What the task asks: The line containing "Where can you spot the plastic" and every line after it, through the end of the records below: repeat them exactly, nothing more.

Dataset:
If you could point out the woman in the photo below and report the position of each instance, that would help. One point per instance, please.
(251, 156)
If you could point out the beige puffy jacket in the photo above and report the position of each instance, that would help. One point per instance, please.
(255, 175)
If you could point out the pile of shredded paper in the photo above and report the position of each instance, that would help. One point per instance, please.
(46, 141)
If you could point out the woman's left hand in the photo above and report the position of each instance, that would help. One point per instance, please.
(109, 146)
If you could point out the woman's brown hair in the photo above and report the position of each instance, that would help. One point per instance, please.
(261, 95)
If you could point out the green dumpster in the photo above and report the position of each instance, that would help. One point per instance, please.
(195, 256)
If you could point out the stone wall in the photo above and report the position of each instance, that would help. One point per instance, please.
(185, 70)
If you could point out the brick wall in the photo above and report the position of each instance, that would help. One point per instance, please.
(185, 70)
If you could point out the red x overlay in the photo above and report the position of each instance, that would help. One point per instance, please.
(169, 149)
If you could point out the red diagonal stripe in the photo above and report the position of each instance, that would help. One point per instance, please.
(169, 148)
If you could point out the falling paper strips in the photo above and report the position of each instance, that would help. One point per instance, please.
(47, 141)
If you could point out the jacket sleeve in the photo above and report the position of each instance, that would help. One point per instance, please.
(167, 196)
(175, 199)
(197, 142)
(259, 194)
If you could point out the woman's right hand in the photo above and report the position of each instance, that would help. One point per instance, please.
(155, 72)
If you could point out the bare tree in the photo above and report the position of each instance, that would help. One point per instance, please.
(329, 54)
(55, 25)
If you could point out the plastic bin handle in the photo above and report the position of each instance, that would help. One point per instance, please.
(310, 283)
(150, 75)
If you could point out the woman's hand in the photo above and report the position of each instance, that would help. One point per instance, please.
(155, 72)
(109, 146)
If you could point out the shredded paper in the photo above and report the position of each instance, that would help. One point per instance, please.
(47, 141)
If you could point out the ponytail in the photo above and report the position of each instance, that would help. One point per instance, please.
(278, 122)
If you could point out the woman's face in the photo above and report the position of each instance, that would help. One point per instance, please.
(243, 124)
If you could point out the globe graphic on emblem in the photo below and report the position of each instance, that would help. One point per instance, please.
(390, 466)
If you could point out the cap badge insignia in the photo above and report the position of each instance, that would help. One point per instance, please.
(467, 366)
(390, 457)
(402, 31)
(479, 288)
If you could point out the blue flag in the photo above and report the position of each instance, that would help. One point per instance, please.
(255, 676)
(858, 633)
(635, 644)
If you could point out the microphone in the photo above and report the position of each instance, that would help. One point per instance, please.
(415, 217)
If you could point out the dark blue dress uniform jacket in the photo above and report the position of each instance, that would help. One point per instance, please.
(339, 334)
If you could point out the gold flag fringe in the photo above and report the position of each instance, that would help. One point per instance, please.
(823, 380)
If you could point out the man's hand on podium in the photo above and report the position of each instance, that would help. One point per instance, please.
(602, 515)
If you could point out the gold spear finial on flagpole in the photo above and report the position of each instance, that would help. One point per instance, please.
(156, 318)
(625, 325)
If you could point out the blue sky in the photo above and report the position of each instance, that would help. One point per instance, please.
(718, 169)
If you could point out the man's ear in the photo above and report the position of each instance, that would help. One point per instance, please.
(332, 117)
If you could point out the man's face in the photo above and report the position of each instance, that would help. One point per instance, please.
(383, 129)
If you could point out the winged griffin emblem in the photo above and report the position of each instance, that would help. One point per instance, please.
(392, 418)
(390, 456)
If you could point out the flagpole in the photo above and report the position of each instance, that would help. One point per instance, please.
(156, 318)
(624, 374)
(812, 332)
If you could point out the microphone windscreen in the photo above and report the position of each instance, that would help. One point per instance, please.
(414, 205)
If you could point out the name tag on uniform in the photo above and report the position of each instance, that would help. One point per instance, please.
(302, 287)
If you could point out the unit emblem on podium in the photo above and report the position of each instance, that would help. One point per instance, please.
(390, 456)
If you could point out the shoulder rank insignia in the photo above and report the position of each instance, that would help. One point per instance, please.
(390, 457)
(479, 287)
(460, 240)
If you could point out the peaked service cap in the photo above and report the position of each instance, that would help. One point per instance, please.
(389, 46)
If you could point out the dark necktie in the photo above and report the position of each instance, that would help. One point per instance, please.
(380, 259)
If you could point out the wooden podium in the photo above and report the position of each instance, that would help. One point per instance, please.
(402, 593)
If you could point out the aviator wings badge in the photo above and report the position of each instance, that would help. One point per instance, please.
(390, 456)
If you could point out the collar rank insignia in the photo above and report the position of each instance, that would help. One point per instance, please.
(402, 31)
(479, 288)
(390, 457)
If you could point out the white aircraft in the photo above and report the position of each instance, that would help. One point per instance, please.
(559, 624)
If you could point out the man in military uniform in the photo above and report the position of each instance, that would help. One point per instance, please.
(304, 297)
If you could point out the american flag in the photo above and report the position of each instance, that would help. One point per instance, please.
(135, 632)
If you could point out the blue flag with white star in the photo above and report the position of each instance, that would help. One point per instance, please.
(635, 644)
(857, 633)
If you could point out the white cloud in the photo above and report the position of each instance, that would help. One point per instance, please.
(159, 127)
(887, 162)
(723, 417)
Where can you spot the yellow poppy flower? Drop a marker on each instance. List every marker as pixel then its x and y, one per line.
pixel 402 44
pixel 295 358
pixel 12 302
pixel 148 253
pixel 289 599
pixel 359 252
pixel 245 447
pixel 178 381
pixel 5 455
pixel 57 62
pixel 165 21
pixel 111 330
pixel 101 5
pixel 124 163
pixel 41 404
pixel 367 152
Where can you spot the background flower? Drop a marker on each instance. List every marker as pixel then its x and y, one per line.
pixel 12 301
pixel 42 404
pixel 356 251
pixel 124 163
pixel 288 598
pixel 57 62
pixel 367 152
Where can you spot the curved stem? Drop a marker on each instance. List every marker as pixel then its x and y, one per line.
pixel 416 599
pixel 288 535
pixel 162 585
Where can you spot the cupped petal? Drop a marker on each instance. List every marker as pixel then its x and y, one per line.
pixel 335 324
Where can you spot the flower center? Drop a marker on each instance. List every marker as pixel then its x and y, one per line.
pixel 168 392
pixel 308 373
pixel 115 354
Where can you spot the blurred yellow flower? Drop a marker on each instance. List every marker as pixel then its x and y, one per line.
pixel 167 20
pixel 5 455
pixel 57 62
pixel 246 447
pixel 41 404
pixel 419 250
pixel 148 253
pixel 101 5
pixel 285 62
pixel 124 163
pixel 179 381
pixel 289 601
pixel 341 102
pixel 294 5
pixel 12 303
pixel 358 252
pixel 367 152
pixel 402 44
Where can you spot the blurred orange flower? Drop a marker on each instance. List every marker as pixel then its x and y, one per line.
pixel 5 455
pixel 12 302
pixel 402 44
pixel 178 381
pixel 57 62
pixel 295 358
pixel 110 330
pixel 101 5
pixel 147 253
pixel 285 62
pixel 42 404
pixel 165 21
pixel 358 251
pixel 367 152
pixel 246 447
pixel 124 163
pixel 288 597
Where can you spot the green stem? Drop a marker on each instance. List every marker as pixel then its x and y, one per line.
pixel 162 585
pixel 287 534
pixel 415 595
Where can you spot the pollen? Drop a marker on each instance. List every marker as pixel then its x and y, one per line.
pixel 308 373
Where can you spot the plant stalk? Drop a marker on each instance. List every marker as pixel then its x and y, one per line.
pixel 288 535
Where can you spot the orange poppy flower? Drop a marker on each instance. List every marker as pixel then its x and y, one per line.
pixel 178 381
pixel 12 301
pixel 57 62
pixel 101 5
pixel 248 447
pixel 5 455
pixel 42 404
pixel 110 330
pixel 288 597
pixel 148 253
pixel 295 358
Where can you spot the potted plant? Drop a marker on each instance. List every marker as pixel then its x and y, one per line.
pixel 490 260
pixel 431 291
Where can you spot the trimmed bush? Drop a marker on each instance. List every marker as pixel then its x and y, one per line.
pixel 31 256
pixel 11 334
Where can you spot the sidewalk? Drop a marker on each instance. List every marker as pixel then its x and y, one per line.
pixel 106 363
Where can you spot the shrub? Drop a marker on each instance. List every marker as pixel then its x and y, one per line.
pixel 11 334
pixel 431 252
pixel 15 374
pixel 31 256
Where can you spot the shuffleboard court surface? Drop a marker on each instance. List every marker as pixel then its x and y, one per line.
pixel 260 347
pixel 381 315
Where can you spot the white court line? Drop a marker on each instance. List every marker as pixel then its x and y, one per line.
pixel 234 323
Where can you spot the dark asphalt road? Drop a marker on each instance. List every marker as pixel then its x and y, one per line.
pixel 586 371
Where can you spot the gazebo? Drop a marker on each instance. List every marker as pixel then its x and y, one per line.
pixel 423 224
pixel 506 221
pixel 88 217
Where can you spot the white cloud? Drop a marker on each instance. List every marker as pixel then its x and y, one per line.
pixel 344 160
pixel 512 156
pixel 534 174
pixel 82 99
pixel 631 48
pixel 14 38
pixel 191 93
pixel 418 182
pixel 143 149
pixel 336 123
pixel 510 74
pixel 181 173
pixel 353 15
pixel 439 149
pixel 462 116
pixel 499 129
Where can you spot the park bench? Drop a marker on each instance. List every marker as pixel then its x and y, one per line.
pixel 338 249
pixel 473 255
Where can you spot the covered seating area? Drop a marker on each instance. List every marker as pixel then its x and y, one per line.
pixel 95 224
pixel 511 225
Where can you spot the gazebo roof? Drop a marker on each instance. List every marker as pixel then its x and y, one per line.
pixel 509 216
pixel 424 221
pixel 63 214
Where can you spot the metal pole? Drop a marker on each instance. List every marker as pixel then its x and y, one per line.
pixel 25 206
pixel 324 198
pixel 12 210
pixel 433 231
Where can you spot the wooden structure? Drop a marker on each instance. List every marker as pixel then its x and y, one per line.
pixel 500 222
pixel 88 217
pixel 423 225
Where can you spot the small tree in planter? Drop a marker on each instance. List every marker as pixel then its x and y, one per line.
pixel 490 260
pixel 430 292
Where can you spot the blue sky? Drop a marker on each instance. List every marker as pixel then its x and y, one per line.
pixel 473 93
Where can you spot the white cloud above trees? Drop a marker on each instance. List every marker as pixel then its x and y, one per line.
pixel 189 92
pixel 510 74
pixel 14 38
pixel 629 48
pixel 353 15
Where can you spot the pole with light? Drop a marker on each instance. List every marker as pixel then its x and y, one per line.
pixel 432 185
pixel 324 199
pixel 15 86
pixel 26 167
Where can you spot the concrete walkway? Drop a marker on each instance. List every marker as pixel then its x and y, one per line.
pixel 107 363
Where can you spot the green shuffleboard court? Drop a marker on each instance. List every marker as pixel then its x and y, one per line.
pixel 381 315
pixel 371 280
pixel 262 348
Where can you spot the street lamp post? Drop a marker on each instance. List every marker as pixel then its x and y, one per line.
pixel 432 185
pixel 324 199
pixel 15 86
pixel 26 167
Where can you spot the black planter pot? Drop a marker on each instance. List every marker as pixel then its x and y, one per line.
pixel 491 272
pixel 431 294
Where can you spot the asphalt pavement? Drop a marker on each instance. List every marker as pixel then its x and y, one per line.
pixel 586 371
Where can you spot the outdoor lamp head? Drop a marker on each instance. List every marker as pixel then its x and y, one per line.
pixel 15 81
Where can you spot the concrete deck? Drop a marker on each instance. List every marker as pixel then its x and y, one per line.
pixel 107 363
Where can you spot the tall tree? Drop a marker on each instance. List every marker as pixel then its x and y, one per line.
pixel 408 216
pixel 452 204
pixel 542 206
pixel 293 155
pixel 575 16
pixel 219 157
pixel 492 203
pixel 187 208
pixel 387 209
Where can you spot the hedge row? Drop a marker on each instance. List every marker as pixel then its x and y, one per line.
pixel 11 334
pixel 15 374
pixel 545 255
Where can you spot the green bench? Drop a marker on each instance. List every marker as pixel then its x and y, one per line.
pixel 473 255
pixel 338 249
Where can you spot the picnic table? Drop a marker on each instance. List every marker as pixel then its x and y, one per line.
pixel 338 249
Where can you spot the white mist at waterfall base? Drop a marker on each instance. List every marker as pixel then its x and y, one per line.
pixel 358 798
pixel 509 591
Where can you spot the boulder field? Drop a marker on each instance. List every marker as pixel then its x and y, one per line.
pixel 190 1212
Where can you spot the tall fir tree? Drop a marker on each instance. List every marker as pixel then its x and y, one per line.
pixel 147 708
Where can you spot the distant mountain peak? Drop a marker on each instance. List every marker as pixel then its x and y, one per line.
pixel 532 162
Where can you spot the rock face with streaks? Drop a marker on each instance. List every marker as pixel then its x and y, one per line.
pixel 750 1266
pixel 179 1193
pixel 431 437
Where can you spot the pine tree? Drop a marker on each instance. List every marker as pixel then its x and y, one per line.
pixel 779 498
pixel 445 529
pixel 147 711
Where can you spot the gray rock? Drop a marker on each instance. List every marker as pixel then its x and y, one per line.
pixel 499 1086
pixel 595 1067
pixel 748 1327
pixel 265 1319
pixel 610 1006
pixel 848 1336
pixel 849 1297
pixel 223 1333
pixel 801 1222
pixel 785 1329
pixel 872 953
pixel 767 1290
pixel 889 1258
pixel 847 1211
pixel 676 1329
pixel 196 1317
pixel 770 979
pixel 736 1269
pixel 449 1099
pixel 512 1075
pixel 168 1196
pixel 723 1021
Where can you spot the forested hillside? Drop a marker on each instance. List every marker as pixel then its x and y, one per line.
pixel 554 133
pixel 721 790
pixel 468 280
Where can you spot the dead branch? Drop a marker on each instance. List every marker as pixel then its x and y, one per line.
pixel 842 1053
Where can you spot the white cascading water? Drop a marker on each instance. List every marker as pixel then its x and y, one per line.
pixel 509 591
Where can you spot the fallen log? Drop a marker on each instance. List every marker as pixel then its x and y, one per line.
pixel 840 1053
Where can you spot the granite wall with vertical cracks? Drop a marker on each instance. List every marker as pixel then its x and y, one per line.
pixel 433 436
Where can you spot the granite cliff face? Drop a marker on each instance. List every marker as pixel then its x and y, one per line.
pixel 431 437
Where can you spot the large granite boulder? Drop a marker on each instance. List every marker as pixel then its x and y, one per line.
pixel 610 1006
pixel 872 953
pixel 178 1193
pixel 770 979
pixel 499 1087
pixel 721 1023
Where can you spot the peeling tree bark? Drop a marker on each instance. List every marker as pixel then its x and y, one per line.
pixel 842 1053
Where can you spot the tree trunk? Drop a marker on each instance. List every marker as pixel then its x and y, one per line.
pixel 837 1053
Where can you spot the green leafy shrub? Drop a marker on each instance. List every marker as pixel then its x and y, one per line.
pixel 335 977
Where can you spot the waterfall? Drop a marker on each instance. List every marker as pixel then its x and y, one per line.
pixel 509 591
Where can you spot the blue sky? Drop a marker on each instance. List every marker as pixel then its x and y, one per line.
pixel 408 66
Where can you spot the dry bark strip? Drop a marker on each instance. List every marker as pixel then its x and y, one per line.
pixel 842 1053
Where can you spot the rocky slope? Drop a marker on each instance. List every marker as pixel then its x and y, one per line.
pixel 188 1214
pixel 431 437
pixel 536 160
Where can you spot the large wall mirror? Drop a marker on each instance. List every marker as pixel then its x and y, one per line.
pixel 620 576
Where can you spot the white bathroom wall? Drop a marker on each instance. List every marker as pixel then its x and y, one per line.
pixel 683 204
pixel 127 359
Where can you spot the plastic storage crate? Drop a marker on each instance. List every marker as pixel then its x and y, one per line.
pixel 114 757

Solved problem:
Where can you spot the plastic storage crate? Drop a marker on each instance. List every marker as pixel then its x and y, one per line.
pixel 114 757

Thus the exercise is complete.